• _Texto de origem_
..............................

Ora, quanto à força probatória material de confissão extrajudicial estatuiu o artigo 358.°, n° 2 do CCivil que:
“A confissão extrajudicial, em documento autêntico ou particular, considera-se provada nos termos aplicáveis a estes documentos e, se for feita à parte contrária ou a quem a represente, tem força probatória plena”.
Quer isto dizer que a escritura pública, ainda que não faça prova da realidade do pagamento das tornas devidas à autora, fá-la da confissão desse pagamento, comprovando-se, por esta via, a realidade de tal pagamento. Trata-se, sublinhe-se, de força probatória plena, já que a declaração documentada na escritura pública é feita à parte contrária.
Ora, tendo os Réus/recorrentes a seu favor a referida declaração confessória, isto é, subsistindo intocada a declaração de quitação enquanto confissão extrajudicial dotada de força probatória plena, cabia aos autores fazer prova de que não haviam já recebido antes as tornas que seriam devidas pelo co-herdeiro réu marido- art°s 5°, n° l e 414°, NCPC e art° 342°, n° l, do Código Civil de 1966. Efectivamente, este regime de prova plena não veda, contudo, que se permita ao declarante a prova, por outro meio, de que o ali declarado não correspondeu à sua vontade ou que esta foi afectada por qualquer vício da vontade (erro, dolo, coacção, simulação, etc.)”. (…)

..............................

• _Tarefas propostas_
**1)** Transcreve do texto de origem tudo o que vai desde "Quer isto dizer" até "à parte contrária.".
**2)** Segundo o texto de origem, porque é que a confissão do pagamento feita na escritura pública tem força probatória plena? Responde em uma a três frases.

..............................

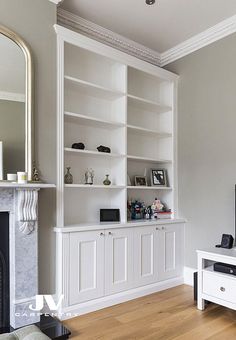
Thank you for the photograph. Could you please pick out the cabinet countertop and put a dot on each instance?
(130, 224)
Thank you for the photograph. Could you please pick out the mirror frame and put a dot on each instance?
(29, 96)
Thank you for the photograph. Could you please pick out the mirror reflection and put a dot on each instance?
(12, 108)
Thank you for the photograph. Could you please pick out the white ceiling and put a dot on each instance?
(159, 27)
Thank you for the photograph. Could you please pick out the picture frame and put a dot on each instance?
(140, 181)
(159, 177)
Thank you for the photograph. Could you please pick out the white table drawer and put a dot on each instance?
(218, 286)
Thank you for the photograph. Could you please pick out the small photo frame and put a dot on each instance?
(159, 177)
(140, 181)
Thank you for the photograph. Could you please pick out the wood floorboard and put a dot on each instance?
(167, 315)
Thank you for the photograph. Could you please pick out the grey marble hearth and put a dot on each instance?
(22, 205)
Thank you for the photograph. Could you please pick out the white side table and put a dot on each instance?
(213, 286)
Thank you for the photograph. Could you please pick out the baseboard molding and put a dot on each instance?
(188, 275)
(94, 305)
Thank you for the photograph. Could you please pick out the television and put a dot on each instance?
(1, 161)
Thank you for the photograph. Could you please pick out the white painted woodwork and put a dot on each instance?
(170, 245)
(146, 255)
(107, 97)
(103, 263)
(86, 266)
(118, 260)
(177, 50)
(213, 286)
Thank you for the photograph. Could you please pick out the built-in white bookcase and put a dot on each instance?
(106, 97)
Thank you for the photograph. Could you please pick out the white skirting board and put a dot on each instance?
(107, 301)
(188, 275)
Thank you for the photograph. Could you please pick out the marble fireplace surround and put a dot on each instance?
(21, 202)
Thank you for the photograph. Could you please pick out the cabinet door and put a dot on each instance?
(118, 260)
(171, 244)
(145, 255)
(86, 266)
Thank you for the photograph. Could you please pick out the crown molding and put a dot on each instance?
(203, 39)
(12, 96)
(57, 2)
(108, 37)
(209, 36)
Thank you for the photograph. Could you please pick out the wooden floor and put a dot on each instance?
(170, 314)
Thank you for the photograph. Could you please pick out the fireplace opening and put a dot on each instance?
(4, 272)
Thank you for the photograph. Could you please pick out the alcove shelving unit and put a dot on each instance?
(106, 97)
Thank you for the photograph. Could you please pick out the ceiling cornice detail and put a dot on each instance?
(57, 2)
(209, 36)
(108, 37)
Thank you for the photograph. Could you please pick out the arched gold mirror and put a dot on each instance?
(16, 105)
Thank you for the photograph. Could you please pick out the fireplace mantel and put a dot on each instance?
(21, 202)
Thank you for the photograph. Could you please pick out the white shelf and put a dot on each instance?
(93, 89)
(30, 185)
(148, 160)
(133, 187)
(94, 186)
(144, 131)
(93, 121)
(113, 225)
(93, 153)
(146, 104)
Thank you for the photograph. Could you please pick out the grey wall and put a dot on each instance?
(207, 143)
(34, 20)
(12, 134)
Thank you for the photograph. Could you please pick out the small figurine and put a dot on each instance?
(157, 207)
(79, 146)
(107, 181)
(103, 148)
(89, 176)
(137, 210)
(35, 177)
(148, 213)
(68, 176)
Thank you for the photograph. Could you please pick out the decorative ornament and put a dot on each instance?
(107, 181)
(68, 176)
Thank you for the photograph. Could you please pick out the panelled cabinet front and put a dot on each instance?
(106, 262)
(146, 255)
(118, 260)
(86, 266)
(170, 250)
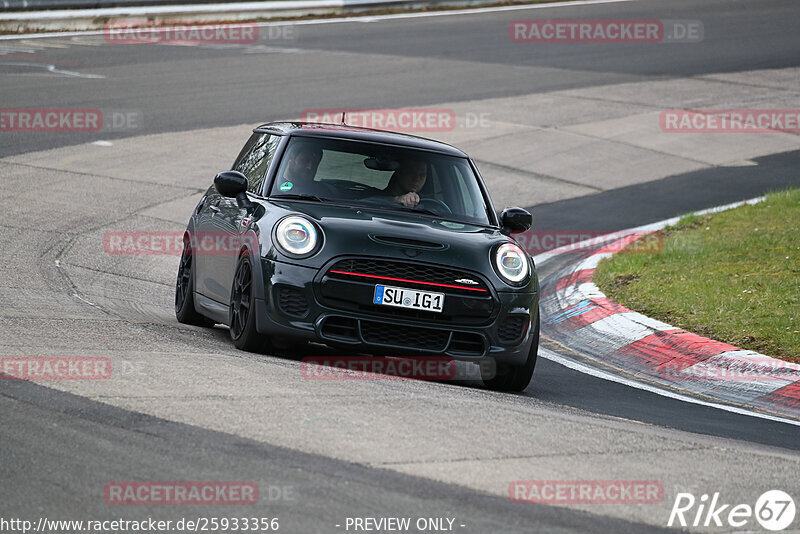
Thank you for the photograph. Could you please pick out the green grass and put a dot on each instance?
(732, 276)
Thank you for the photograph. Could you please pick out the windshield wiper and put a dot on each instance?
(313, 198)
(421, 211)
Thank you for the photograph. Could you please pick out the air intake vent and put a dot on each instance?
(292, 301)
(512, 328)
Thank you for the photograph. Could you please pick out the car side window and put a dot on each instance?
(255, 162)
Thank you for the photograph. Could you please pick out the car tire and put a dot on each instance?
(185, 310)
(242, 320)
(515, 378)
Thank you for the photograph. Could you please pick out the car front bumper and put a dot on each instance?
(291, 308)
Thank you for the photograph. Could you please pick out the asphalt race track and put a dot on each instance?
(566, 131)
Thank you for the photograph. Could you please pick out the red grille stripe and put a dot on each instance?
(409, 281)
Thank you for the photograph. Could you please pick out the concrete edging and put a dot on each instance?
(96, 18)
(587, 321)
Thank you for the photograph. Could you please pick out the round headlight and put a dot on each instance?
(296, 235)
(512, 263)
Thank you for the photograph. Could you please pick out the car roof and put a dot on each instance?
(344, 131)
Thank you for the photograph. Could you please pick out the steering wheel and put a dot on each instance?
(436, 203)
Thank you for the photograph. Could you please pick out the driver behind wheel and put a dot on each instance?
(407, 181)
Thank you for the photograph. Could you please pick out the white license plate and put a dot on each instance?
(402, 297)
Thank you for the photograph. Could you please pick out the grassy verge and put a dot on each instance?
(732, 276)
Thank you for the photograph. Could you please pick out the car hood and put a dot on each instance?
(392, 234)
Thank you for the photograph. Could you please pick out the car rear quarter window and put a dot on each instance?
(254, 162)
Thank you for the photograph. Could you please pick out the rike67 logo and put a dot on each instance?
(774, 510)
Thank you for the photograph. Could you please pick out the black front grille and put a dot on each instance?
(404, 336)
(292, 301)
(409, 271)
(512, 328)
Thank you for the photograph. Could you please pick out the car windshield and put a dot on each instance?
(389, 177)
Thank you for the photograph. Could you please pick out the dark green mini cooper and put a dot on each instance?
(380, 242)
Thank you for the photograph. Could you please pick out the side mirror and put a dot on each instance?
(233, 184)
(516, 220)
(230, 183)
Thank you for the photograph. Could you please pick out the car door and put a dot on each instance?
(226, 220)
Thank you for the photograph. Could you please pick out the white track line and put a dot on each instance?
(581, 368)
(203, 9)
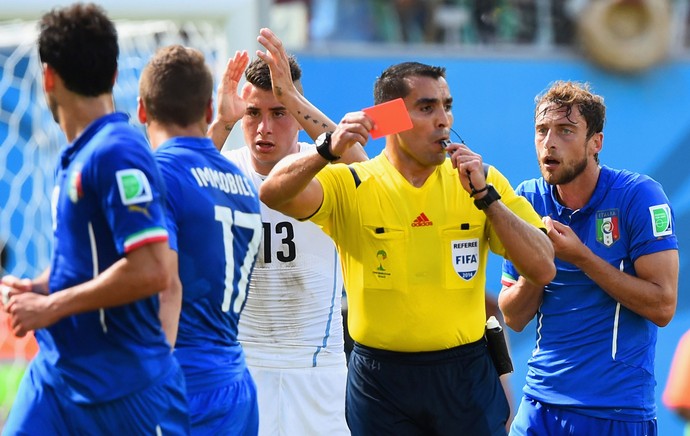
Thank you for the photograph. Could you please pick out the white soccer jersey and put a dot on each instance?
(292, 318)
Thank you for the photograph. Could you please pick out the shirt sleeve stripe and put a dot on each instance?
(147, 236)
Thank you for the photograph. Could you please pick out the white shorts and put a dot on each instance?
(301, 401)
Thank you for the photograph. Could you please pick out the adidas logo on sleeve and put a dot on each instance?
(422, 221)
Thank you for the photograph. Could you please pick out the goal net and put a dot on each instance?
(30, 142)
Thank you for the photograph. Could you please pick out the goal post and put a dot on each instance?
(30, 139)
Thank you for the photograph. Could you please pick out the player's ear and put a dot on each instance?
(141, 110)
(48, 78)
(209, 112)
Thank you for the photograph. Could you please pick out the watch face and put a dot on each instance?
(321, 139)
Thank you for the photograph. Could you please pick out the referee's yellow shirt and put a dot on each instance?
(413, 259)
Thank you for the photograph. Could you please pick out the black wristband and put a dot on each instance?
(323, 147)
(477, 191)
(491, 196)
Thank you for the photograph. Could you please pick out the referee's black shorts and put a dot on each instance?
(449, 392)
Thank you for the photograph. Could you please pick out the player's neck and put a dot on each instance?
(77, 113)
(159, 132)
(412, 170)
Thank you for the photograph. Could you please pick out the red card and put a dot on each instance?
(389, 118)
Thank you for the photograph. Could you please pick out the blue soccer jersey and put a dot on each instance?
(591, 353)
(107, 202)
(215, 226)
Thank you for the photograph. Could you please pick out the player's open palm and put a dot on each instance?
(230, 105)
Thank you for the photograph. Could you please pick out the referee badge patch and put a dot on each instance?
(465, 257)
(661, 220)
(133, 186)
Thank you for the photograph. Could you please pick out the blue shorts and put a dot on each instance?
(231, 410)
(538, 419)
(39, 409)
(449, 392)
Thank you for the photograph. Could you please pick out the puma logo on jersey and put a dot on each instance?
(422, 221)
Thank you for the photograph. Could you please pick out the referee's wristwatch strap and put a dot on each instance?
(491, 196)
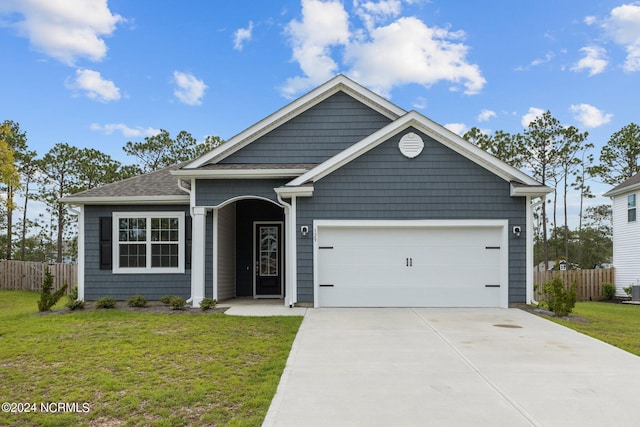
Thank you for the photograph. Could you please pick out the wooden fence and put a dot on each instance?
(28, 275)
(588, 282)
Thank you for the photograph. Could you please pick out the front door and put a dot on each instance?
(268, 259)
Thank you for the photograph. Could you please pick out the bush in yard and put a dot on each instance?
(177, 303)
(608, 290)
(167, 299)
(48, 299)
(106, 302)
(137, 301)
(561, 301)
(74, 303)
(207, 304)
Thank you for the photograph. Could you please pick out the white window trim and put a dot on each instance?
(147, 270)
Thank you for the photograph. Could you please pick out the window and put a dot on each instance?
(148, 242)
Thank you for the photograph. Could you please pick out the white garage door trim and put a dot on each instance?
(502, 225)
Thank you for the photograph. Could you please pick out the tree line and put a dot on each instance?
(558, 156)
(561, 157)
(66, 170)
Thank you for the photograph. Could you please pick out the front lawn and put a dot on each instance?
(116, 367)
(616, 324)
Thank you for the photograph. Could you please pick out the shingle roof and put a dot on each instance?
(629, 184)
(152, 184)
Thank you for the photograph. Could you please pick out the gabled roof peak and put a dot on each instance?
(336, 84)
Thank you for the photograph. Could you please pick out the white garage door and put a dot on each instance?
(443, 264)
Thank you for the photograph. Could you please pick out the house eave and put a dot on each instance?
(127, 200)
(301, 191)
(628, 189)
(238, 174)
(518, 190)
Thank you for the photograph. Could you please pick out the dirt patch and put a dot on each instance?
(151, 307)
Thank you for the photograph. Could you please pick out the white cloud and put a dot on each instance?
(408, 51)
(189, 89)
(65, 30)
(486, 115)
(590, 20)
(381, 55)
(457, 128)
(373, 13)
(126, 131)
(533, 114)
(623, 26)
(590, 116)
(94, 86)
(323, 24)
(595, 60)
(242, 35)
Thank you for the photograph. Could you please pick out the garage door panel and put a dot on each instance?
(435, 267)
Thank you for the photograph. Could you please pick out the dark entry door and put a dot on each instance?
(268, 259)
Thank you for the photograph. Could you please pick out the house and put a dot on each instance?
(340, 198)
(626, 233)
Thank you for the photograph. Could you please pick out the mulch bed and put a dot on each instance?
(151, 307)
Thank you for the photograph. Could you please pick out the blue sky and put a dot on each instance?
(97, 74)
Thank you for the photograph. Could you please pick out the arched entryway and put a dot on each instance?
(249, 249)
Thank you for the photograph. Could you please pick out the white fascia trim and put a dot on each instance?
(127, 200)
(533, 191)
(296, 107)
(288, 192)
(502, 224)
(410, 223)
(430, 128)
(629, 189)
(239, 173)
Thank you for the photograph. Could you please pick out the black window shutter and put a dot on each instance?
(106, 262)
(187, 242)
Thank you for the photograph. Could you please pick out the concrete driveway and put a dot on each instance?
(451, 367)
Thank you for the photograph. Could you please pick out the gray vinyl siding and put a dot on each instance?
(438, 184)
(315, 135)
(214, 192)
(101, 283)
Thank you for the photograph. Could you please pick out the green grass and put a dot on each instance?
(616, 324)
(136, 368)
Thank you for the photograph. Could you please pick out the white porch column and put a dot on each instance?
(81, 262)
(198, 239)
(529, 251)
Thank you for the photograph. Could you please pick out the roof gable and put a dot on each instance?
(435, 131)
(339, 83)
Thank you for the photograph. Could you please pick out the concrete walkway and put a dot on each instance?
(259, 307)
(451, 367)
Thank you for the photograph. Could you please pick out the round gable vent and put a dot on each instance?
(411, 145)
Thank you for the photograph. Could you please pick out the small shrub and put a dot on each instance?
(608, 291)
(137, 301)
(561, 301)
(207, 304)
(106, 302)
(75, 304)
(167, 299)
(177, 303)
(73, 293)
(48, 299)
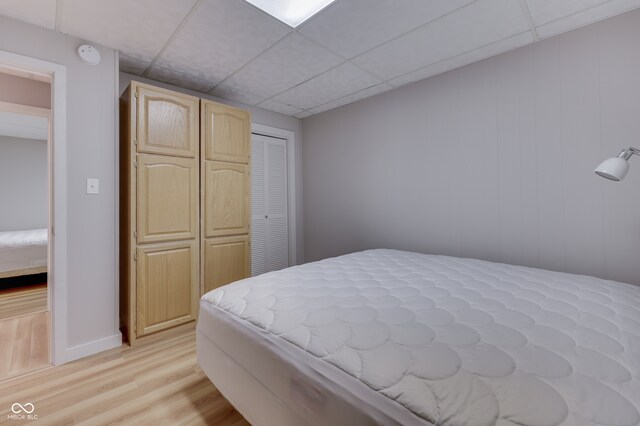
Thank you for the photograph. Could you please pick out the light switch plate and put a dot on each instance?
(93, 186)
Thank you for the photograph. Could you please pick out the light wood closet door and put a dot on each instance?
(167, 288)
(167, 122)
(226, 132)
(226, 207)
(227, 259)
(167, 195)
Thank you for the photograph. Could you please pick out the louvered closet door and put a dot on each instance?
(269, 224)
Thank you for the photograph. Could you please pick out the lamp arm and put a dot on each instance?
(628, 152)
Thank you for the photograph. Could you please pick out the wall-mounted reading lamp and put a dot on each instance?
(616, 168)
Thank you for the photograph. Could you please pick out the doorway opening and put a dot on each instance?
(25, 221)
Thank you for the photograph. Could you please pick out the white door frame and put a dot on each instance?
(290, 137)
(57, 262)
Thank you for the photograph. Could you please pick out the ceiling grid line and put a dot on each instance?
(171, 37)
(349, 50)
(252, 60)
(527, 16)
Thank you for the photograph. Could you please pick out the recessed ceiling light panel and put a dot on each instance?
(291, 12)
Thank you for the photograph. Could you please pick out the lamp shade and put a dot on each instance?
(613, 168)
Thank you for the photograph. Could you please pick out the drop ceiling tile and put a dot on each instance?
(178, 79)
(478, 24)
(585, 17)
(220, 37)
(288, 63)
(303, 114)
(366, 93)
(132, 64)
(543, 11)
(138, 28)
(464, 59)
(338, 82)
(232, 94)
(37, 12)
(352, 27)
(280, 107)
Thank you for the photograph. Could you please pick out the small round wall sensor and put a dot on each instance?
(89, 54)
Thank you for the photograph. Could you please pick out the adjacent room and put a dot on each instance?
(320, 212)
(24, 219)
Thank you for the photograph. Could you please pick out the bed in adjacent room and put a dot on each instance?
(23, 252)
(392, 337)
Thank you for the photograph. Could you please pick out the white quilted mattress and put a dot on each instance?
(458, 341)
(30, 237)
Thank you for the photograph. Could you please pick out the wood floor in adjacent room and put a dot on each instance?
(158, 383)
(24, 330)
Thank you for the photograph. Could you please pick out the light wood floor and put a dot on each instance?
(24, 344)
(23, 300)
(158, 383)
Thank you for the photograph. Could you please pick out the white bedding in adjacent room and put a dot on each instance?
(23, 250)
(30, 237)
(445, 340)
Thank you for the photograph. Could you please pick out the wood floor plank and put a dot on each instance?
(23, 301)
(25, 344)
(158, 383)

..............................

• _Respostas do exercício_
**1)**
Quer isto dizer que a escritura pública, ainda que não faça prova da realidade do pagamento das tornas devidas à autora, fá-la da confissão desse pagamento, comprovando-se, por esta via, a realidade de tal pagamento. Trata-se, sublinhe-se, de força probatória plena, já que a declaração documentada na escritura pública é feita à parte contrária.

**2)** Porque a declaração documentada na escritura pública é feita à parte contrária. O artigo 358.º, n.º 2, do Código Civil dá força probatória plena à confissão extrajudicial feita à parte contrária ou a quem a represente.